Winchester Mansion pictured winning last year’s Hollywoodbets Durban July (Picture: Liesl King)

The reigning Hollywoodbets Durban July champion Winchester Mansion will become the latest horse to try and break decades of July history by coming from a layoff to win the big race.
The Brett Crawford yard revealed today that the Trippi gelding, who last ran in the Gr 1 Premier’s Champions Challenge on April 6, will not have another run before the Hollywoodbets Durban July.
However, James Crawford, assistant to his father Brett and the trainer who runs the team’s Highveld operation, is not concerned and pointed out, “Look how he ran in the Premier’s and that was after a layoff.”
The Trippi gelding’s previous run before the Gr 1 World Pool Premier’s Champions Challenge was in the Betway Summer Cup, where he finished a 4,20 length  eighth when giving 4kg to the winner Royal Victory.
He put in almost exactly the same performance in the Premier’s when facing Royal Victory at level weights and losing by half-a-length.
Ninety years ago in 1934 a horse called Sun Tor won the July after a layoff of 161 days (23 weeks). He was trained by Jackie Angles and ridden to July glory by fourteen-year-old Albert Rugg, who is the late Uncle of current Gqerberha trainer Duncan McKenzie and the grandfather of former Kimberley and Gqeberha-based trainer Jarett Rugg.
In 2021 and 2023 respectively, Got The Greenlight and Billy Bowlegs went into the July straight from the Champions Day meeting and would have had to defy respective 63 day (nine week) layoffs.
Those would have been the longest layoffs for a July winner since Sun Tor, but they failed to defy history, although Got The Greenlight did go close, finishing a 0,70 length third carrying 55kg as a four-year-old colt running off what everybody at the time thought was a lenient 124 merit rating.
Champions Day was staged earlier in the year than usual this year, on April 6, and that means Winchester Mansion will be coming back from a 91 day (13 week) layoff.
On the other hand, the Drakenstein Stud-bred Trippi gelding came off a 133 day (19 week) layoff to run a half-a-length second in the Premier’s.

● **Material shown**:
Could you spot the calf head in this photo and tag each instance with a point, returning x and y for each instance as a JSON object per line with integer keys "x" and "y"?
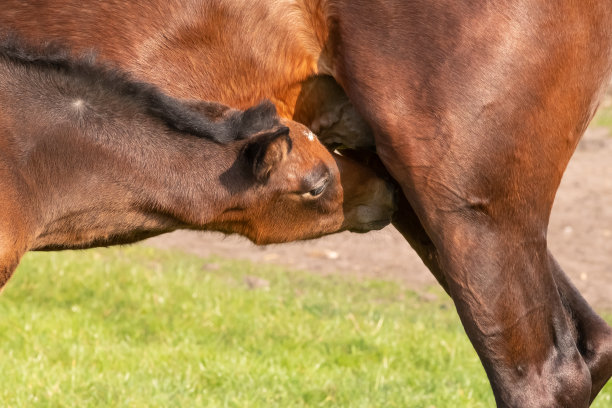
{"x": 299, "y": 190}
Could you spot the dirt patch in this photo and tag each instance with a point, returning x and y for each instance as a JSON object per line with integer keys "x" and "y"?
{"x": 580, "y": 236}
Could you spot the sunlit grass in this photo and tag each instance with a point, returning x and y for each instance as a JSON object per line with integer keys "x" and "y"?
{"x": 138, "y": 327}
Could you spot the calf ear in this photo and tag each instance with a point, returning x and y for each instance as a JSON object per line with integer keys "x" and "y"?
{"x": 266, "y": 151}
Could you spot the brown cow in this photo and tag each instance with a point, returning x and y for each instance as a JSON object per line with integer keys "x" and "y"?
{"x": 89, "y": 157}
{"x": 475, "y": 108}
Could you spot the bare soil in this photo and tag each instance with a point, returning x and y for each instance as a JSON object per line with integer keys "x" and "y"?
{"x": 580, "y": 236}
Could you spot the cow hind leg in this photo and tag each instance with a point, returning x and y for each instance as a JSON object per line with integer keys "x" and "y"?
{"x": 592, "y": 335}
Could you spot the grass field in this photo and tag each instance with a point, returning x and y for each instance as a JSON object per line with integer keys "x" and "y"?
{"x": 603, "y": 117}
{"x": 136, "y": 327}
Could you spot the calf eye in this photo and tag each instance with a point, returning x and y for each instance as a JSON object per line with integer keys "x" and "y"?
{"x": 317, "y": 190}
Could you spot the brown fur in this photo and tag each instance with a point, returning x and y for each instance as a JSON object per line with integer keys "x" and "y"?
{"x": 475, "y": 107}
{"x": 90, "y": 157}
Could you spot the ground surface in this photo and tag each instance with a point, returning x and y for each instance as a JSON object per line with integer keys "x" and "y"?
{"x": 580, "y": 233}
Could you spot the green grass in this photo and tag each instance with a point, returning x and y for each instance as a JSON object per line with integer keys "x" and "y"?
{"x": 137, "y": 327}
{"x": 603, "y": 117}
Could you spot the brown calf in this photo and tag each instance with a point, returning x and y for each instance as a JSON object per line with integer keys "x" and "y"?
{"x": 89, "y": 157}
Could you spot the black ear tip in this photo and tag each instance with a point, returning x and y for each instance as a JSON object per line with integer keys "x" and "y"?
{"x": 263, "y": 108}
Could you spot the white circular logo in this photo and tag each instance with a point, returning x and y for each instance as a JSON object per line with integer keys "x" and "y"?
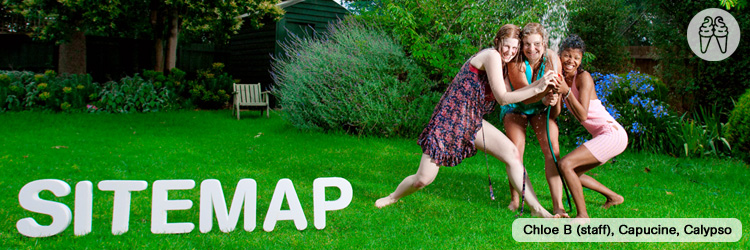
{"x": 713, "y": 34}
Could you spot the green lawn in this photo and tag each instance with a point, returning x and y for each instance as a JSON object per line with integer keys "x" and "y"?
{"x": 455, "y": 212}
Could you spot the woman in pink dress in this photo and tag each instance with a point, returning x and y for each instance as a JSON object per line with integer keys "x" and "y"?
{"x": 609, "y": 137}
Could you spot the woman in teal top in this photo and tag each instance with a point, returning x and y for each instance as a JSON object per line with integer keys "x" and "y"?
{"x": 533, "y": 63}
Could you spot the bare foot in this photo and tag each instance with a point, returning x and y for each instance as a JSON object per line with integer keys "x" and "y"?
{"x": 541, "y": 213}
{"x": 560, "y": 213}
{"x": 385, "y": 201}
{"x": 513, "y": 206}
{"x": 613, "y": 201}
{"x": 581, "y": 220}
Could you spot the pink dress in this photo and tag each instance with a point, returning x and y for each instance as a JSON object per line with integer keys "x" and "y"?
{"x": 610, "y": 138}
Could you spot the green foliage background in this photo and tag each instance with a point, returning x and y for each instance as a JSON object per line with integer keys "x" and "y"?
{"x": 354, "y": 78}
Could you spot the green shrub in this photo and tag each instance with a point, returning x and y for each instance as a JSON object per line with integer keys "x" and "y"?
{"x": 601, "y": 23}
{"x": 440, "y": 35}
{"x": 133, "y": 94}
{"x": 634, "y": 100}
{"x": 174, "y": 83}
{"x": 23, "y": 90}
{"x": 212, "y": 88}
{"x": 701, "y": 136}
{"x": 738, "y": 127}
{"x": 354, "y": 78}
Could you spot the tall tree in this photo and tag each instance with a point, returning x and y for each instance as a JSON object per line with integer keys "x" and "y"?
{"x": 208, "y": 21}
{"x": 67, "y": 22}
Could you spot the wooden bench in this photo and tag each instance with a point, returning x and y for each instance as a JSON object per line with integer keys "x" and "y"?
{"x": 250, "y": 95}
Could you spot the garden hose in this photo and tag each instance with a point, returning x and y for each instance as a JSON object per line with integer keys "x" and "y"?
{"x": 565, "y": 186}
{"x": 487, "y": 161}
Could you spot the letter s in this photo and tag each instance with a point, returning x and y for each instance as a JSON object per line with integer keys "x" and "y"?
{"x": 29, "y": 199}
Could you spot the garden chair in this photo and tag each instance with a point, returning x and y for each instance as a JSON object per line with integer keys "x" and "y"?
{"x": 250, "y": 95}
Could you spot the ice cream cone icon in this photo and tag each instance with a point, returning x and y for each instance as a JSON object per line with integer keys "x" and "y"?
{"x": 706, "y": 33}
{"x": 721, "y": 32}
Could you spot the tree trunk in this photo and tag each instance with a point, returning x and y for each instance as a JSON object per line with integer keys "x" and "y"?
{"x": 174, "y": 32}
{"x": 157, "y": 23}
{"x": 72, "y": 58}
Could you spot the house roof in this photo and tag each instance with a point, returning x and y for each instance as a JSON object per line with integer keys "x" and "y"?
{"x": 288, "y": 3}
{"x": 282, "y": 4}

● **Problem set**:
1. Reproduce the Durban July article from "The Trippi gelding’s" up to and including "trainer Jarett Rugg.".
2. Extend the article on Winchester Mansion and the Durban July, picking up after its final sentence.

● **Expected responses**:
1.
The Trippi gelding’s previous run before the Gr 1 World Pool Premier’s Champions Challenge was in the Betway Summer Cup, where he finished a 4,20 length  eighth when giving 4kg to the winner Royal Victory.
He put in almost exactly the same performance in the Premier’s when facing Royal Victory at level weights and losing by half-a-length.
Ninety years ago in 1934 a horse called Sun Tor won the July after a layoff of 161 days (23 weeks). He was trained by Jackie Angles and ridden to July glory by fourteen-year-old Albert Rugg, who is the late Uncle of current Gqerberha trainer Duncan McKenzie and the grandfather of former Kimberley and Gqeberha-based trainer Jarett Rugg.

2.
Furthermore, he has overcome bigger obstacles than layoffs in his extraordinary life.
Just before the yearling sales he charged head first into a pole and broke a vertebrae in his neck.

Kevin Sommerville, racing manager of Drakenstein, said he had been a model patient.

A cracked vertebrae cannot be plaster cast and relies on the patient to be as still as possible to give the cracked bone a chance to knit.

Winchester Mansion was box rested for three-and-a-half months.

However, he was happy to just stay calm and look over his door every day.

He was also happy to eat out of a feed container put above his head, because lowering his head for extended periods would have been bad for the healing process.

Winchester Mansion recovered superbly and shows no ill effects of the injury.

Last season he took his “miracle horse” status a step further by proving the “experts” wrong.

They had said a horse could tavel down to Durban from the Highveld twice and be successful. But they said it could not be done three times.

Last season he obliterated that theory by traveling down for a third time and winning the country’s most famous race, the Hollywoodbets Durban July.

The 124-rated Winchester Mansion will carry 56kg in the July as things stand with See It Again rated 132, but there is still a long way to go and plenty of water to flow under the bridge.

He will be attempting to become the seventh horse to win the July twice and the sixth to do it two years in succession.